[Travail demandé]: Transformez l'ensemble des enregistrements ci-dessous en une liste JSON de chaînes, avec une chaîne par ligne et sans les lignes vides.

[Données fournies]:
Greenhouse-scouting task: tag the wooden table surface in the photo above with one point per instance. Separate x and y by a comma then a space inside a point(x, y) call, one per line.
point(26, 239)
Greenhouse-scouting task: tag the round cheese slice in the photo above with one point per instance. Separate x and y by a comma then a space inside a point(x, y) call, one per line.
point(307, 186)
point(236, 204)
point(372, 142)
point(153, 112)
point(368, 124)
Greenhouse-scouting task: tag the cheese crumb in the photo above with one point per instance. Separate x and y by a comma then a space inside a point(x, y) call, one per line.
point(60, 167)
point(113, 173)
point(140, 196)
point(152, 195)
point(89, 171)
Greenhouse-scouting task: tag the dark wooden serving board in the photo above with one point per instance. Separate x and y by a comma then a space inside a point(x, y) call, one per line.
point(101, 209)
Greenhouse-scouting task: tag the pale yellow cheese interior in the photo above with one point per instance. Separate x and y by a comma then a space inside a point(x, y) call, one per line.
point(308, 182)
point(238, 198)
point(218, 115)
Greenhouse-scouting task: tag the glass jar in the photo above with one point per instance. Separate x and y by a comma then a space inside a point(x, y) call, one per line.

[Réponse proposée]:
[
  "Greenhouse-scouting task: tag the wooden table surface in the photo above with one point per instance. Separate x and y by a comma then a space inside a point(x, y) call, one per line.",
  "point(26, 239)",
  "Greenhouse-scouting task: tag the round cheese slice in the photo above with one point per instance. Separate x and y by a comma then a space inside a point(x, y) call, one per line.",
  "point(307, 186)",
  "point(236, 204)",
  "point(372, 142)",
  "point(153, 112)",
  "point(368, 124)",
  "Greenhouse-scouting task: tag the cheese crumb in the photo above with one point per instance. Separate x and y by a comma then a space inside a point(x, y) call, one per line.",
  "point(60, 167)",
  "point(113, 173)",
  "point(140, 196)",
  "point(152, 195)",
  "point(89, 171)",
  "Greenhouse-scouting task: tag the dark wooden serving board in the photo above with one point per instance. Separate x and y by a comma then a space inside a point(x, y) call, one per line.",
  "point(101, 209)",
  "Greenhouse-scouting task: tag the pale yellow cheese interior in the photo above with one point per instance. Separate x and y by a comma then a space inside a point(x, y) call, one per line.",
  "point(308, 182)",
  "point(238, 198)",
  "point(218, 115)",
  "Greenhouse-scouting task: tag the glass jar in the photo above with one point per instance. Separate x and y by a comma then a space inside a point(x, y) call, one per line."
]